→ **ПОСТАВЛЕННАЯ ЗАДАЧА**: Сколько голов изображено на листе из луврского собрания, который разбирается в тексте о рисунках Ватто?

→ **ПРЕДЛОЖЕННЫЙ ТЕКСТ**:
━━━━

Так повелось с юности, и это достигло совершенства в его зрелые годы.

Любой лист из карне Ватто несет в себе некую определенность настроения, в натурной штудии, казалось бы, вовсе не обязательную. Он рисует карандашом, сангиной, иногда использует и мел для тонированной бумаги, порой смешивает все эти техники.

Вот один из таких наудачу взятых рисунков, хранящийся ныне в луврском собрании: шесть голов, дамы и кавалеры. Они теснятся на листе, казалось бы, вне видимой действенной связи, одна и та же головка нарисована дважды в разных поворотах, да и господин в берете – возможно, наброски с одного и того же натурщика. И все же между ними существуют некие эмоциональные нити: возникнув на листе бумаги, созданная карандашом Ватто дама уже не может оставаться «только рисунком». Другая дама, нарисованная с той же натурщицы, уже не просто существует рядом, она будто отвернулась от своего же собственного подобия. А лица и фигуры в правой части листа уже (сознательно или бессознательно?) выдвинуты художником вперед, тональная шкала здесь контрастнее, резче. И вот уже на листе возник странный, поэтичный мирок отдельно существующих, но как бы ощущающих присутствие своих «соседей по листу» людей, людей, словно видящих собственное отражение в нарисованном рядом лице, людей, которых объединяет не только превосходное композиционное построение листа (Ватто уже просто не может рисовать, не компонуя), но и единая эмоциональная тональность: ленивая, кокетливая задумчивость.

Тем более наполнены эмоциональным смыслом рисунки, имеющие собственную, в самих себе заключенную ценность, рисунки, где не теснятся несколько отдельных набросков, но где существует единый образ. Лист из собрания Менье в Париже – некий промежуточный вариант: в нем только один персонаж, повторенный в разных позах, точнее, в последовательных движениях танца или, скорее, пантомимы. Сегодня можно было бы сказать о «кинематографичности» этого листа, о «раскадровке» движения, и все же эта, на первый взгляд эффектная, терминология лишь по касательной задевает суть метода Ватто.

Это не случайно выхваченные позы, но четыре выразительнейших ракурса. Рисунки сделаны с такой тщательностью, которая позволяет предположить известную двойственность процесса работы художника с натуры: ведь в процессе этом – и мгновенные наброски и подробная штудия деталей. Возможно, впрочем, и другое объяснение; художнику специально позировал искусный актер, сумевший на какое-то время сохранить непринужденность длящейся лишь мгновение позы.

Так или иначе, когда фигура переходила из рисунка в картину – а в данном случае нет никакого сомнения, что рисунок сделан для уже знакомого нам «Равнодушного», то Ватто пишет ее, как бы ощущая «стереоскопически», видя объем ее с нескольких сторон и, что самое главное, проецируя движение в предшествующие и последующие изображенному моменту мгновения. Здесь, в рисунке, образ один, но словно бы растянутый во времени и зрительно умноженный.

Но есть рисунки окончательно автономные, хотя не исключено, что и они служили для какой-либо картины. Один из самых знаменитых рисунков Ватто – натурный этюд карандашом и сангиной, изображающий обнаженную женщину, известен под названием «Женщина с вытянутой рукой».

━━━━

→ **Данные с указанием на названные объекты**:

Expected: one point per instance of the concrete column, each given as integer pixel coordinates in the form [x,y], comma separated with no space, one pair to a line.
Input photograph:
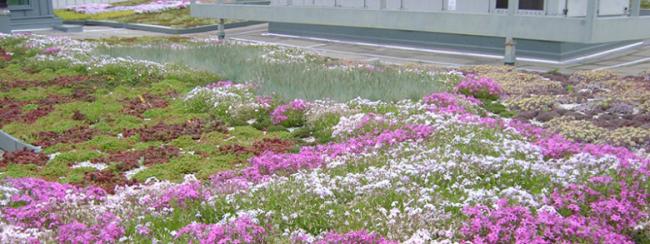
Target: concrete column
[592,9]
[221,33]
[510,57]
[635,8]
[5,19]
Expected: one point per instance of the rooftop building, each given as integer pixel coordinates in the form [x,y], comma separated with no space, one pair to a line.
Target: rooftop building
[563,31]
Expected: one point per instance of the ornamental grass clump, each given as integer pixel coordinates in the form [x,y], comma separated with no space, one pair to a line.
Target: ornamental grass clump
[291,114]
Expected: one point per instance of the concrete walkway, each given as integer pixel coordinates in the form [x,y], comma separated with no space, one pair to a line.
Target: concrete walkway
[630,62]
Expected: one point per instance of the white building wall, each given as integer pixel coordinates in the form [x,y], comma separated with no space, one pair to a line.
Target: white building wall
[576,8]
[62,4]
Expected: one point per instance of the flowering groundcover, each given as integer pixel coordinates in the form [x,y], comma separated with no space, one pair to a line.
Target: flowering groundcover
[437,169]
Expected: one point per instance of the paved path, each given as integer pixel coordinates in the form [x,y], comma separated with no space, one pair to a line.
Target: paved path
[629,63]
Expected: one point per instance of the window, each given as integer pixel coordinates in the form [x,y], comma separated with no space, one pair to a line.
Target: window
[18,2]
[523,4]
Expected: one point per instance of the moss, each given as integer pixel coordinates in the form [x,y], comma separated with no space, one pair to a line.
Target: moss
[77,175]
[177,168]
[55,121]
[71,15]
[19,171]
[106,143]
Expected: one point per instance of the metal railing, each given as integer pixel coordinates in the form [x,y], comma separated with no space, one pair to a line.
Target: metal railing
[487,6]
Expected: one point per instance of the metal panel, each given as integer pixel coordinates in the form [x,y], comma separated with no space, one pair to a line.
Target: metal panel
[545,28]
[578,8]
[472,6]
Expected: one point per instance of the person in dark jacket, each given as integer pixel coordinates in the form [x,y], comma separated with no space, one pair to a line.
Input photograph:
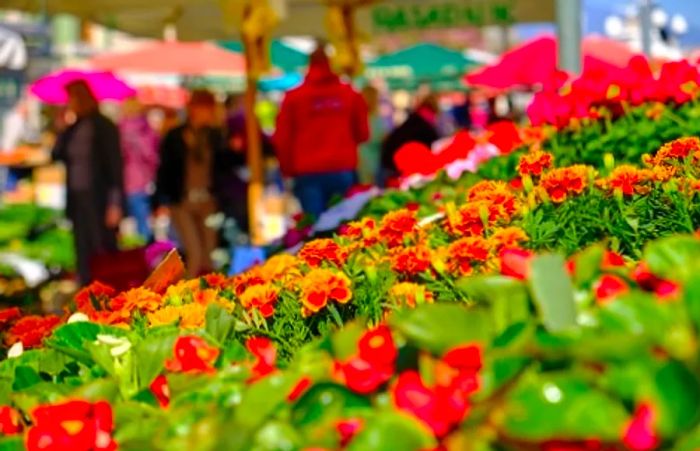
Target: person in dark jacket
[420,126]
[194,165]
[91,151]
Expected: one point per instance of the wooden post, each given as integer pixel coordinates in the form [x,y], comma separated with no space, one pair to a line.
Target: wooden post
[254,150]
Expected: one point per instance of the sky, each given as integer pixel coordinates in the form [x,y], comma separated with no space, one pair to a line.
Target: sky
[595,12]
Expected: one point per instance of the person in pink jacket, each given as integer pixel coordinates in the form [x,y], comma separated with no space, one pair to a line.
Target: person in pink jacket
[139,144]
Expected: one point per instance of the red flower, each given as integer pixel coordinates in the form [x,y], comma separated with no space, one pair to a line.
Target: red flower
[8,315]
[265,355]
[639,435]
[516,263]
[193,355]
[74,425]
[609,287]
[377,347]
[160,389]
[348,429]
[10,421]
[31,330]
[299,389]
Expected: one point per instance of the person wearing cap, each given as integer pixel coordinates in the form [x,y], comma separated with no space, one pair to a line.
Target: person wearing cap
[319,128]
[193,161]
[90,149]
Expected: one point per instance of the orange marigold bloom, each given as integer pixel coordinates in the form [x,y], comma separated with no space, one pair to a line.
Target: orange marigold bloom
[562,182]
[628,180]
[410,294]
[509,237]
[396,226]
[411,261]
[31,330]
[466,251]
[261,298]
[321,286]
[141,299]
[497,196]
[324,250]
[535,162]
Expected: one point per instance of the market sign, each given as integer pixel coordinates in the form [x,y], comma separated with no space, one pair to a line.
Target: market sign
[417,15]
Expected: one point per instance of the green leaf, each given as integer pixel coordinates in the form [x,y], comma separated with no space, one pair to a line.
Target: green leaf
[553,292]
[561,406]
[219,323]
[70,339]
[390,431]
[441,327]
[507,297]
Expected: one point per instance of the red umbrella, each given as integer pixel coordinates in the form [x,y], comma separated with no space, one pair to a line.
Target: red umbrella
[174,57]
[535,63]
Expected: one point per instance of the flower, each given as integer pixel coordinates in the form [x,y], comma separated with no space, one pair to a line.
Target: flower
[9,315]
[261,298]
[265,354]
[463,253]
[31,330]
[409,294]
[75,425]
[161,391]
[411,261]
[628,180]
[516,263]
[137,299]
[639,434]
[509,237]
[316,252]
[535,162]
[396,226]
[10,421]
[323,285]
[610,287]
[373,365]
[562,182]
[192,355]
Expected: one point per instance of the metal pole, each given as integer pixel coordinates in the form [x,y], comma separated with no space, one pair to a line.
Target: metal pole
[568,14]
[645,26]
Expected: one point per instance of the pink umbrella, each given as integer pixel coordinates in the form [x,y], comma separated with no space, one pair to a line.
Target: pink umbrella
[52,88]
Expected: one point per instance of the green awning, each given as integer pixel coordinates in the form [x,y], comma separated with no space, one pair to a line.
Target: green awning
[432,64]
[284,57]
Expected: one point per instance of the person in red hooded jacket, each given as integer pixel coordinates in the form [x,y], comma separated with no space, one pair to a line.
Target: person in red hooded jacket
[319,128]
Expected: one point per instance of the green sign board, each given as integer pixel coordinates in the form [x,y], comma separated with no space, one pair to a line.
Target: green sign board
[416,15]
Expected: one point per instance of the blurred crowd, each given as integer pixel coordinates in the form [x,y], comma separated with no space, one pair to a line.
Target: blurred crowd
[323,139]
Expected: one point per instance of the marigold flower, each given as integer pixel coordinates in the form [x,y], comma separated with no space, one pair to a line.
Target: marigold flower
[628,180]
[535,162]
[321,286]
[192,355]
[563,182]
[260,297]
[77,425]
[32,330]
[411,261]
[316,252]
[463,253]
[410,294]
[509,237]
[137,299]
[674,151]
[398,225]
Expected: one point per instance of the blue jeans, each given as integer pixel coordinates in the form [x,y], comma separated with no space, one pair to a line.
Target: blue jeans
[140,209]
[315,191]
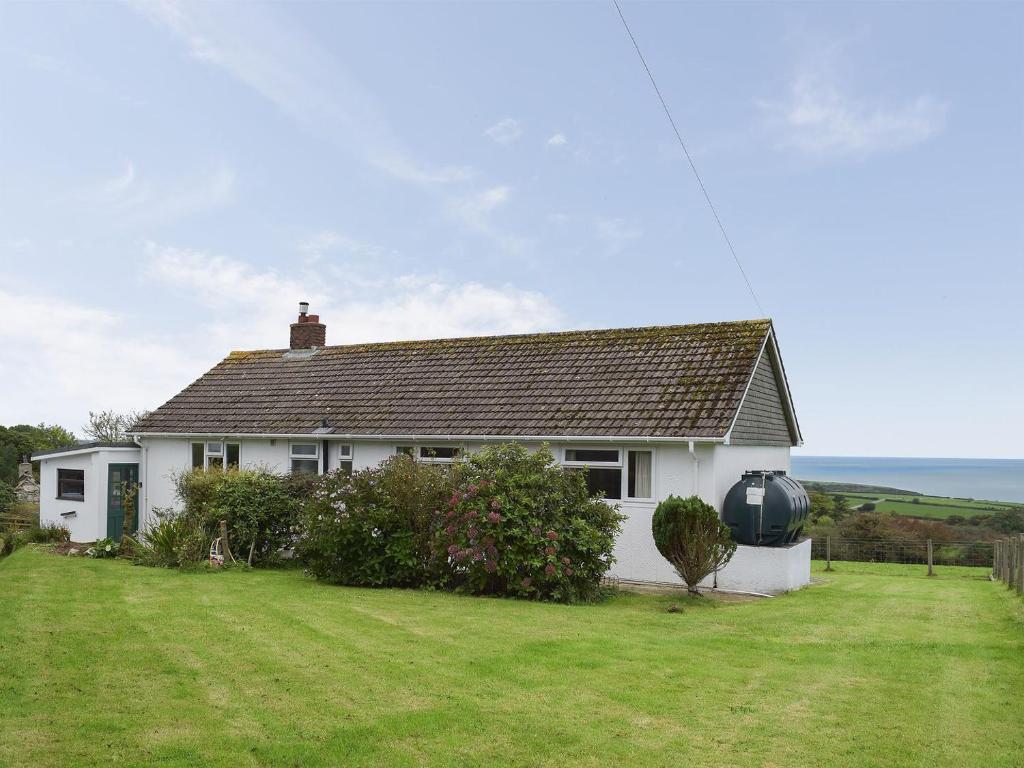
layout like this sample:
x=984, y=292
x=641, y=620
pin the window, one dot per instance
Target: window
x=603, y=468
x=592, y=456
x=345, y=459
x=638, y=480
x=608, y=474
x=438, y=453
x=305, y=457
x=215, y=455
x=71, y=484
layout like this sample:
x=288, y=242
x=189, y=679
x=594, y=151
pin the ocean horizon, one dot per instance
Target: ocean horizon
x=991, y=479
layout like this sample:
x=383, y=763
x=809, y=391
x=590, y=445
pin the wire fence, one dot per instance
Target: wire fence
x=15, y=522
x=1008, y=562
x=921, y=552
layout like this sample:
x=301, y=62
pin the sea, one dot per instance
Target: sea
x=989, y=479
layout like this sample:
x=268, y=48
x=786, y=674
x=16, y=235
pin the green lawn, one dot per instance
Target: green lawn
x=936, y=507
x=105, y=664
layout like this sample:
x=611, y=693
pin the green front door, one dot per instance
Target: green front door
x=119, y=477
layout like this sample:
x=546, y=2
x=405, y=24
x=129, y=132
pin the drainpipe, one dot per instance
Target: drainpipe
x=696, y=469
x=143, y=480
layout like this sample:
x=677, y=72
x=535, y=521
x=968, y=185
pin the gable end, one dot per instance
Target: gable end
x=762, y=419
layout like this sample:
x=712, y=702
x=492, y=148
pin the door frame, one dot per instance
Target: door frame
x=110, y=498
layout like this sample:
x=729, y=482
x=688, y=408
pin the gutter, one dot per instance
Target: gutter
x=428, y=437
x=143, y=480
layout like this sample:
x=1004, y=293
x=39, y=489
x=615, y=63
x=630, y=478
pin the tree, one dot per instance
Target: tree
x=110, y=426
x=690, y=536
x=24, y=439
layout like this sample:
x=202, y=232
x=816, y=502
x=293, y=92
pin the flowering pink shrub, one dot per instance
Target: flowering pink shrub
x=521, y=525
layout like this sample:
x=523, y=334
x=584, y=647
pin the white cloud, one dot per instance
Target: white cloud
x=132, y=199
x=474, y=210
x=250, y=307
x=74, y=357
x=616, y=232
x=820, y=120
x=505, y=131
x=403, y=169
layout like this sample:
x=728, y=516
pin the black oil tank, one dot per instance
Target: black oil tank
x=767, y=509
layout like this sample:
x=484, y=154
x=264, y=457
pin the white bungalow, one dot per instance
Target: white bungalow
x=650, y=412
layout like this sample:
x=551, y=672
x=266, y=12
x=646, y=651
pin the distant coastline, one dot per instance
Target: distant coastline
x=994, y=479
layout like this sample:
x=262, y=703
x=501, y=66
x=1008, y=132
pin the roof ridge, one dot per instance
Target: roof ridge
x=541, y=335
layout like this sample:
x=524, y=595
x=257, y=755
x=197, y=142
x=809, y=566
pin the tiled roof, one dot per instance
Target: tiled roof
x=674, y=381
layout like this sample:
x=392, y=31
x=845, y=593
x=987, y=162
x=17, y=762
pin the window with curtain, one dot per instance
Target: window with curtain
x=639, y=474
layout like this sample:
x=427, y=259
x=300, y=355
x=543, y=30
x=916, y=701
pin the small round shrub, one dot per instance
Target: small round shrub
x=689, y=535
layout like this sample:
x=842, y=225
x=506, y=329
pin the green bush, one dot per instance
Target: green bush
x=103, y=548
x=520, y=524
x=172, y=541
x=689, y=535
x=377, y=526
x=50, y=532
x=260, y=508
x=503, y=521
x=7, y=497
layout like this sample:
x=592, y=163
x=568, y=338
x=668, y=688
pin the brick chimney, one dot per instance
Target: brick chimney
x=307, y=332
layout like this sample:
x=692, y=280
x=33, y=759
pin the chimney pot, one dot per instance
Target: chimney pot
x=307, y=332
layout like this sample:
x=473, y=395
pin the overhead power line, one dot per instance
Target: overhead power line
x=679, y=137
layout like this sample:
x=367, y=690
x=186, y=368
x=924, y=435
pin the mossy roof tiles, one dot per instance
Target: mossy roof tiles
x=672, y=381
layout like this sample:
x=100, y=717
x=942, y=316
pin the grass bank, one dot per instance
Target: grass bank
x=878, y=665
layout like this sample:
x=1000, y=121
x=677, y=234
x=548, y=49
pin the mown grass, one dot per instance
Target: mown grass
x=102, y=663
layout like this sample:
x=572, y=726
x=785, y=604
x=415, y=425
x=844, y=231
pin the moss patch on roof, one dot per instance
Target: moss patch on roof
x=683, y=381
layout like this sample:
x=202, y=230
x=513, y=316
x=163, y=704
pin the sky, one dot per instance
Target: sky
x=175, y=177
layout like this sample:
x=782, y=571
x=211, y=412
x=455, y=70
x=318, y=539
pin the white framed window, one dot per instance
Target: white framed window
x=304, y=457
x=438, y=454
x=345, y=458
x=603, y=467
x=640, y=473
x=215, y=454
x=619, y=473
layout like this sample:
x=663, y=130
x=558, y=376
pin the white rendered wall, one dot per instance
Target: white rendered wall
x=89, y=521
x=717, y=468
x=765, y=569
x=85, y=524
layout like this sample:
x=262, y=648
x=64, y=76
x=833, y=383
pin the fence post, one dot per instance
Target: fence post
x=1020, y=564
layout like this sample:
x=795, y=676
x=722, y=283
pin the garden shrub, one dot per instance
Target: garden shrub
x=502, y=521
x=689, y=535
x=520, y=524
x=377, y=526
x=260, y=509
x=7, y=497
x=172, y=541
x=103, y=548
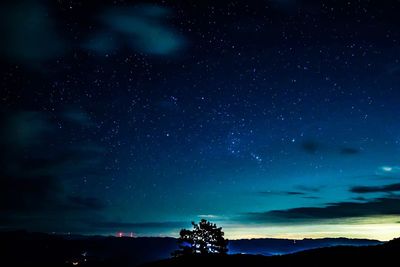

━━━━

→ **РЕЗУЛЬТАТ ВЫПОЛНЕНИЯ**: Шесть голов: дамы и кавалеры.